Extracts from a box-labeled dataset
>>>>>

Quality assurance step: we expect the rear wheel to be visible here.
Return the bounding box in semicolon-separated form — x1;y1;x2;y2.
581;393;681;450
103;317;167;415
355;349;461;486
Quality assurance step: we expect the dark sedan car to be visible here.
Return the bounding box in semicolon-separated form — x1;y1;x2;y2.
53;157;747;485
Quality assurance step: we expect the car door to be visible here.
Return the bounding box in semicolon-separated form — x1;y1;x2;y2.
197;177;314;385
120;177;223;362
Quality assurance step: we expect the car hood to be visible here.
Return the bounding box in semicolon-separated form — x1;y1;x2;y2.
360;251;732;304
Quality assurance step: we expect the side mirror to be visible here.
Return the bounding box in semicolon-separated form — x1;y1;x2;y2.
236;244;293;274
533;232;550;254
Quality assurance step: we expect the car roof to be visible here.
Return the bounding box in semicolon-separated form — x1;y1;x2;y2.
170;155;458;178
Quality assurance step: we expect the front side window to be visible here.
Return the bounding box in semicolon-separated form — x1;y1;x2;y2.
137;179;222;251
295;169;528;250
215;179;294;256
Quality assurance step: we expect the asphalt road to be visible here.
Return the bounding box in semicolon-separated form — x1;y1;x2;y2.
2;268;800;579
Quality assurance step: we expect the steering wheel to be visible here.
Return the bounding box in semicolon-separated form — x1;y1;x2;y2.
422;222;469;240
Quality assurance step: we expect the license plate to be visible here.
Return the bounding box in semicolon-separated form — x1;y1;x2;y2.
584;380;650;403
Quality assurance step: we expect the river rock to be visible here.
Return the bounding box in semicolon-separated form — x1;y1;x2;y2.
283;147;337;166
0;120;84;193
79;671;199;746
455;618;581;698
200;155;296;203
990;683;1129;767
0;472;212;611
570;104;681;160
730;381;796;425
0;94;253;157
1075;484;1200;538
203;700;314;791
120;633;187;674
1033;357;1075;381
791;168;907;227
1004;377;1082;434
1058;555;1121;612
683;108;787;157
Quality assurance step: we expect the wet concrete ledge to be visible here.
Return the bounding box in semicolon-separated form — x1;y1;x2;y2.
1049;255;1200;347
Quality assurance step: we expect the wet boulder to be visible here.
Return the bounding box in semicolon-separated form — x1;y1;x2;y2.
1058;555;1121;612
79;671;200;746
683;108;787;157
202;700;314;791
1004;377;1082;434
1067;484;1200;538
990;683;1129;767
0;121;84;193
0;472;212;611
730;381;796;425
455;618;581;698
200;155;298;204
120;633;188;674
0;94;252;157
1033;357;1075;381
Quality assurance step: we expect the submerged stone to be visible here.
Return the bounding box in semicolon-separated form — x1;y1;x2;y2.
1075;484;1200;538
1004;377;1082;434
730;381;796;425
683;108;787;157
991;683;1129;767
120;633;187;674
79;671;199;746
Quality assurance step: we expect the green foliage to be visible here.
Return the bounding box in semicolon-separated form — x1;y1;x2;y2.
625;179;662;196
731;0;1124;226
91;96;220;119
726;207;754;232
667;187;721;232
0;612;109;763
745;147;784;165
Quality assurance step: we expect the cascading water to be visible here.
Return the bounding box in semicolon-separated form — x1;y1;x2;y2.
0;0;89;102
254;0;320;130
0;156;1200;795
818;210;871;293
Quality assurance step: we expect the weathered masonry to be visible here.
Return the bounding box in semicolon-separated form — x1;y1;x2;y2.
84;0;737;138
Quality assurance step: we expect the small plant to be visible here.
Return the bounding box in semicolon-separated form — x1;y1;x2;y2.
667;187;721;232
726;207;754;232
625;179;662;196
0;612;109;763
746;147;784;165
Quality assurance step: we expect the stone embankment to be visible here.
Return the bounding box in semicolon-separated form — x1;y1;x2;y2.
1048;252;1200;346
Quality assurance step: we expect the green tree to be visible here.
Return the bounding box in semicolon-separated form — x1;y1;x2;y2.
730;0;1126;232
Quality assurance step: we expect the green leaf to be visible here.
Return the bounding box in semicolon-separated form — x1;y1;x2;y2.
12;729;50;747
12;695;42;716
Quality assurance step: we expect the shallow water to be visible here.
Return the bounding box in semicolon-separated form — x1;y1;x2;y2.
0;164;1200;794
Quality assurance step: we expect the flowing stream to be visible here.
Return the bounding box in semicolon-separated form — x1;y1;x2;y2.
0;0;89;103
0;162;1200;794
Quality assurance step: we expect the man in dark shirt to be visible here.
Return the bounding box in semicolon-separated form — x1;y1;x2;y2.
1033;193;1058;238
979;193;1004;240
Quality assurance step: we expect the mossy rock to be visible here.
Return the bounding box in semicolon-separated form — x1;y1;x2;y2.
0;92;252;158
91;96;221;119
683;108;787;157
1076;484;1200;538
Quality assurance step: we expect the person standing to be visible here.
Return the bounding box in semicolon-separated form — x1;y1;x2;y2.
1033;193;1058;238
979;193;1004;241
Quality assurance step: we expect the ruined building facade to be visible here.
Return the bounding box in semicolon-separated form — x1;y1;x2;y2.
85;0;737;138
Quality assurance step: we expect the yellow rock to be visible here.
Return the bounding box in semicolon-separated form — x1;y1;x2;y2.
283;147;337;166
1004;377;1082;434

<<<<<

Please render the material above as a Markdown table with the columns Row and Line, starting with the line that contains "Quality assurance step: we expect the license" and going on through the line that contains "584;380;650;403". Number each row, and leave out blank lines.

| Row | Line |
|---|---|
| 1 | Quality assurance step: we expect the license plate to be visible here. |
| 2 | Return the bounding box in semicolon-separated form — x1;y1;x2;y2. |
| 3 | 584;380;650;403 |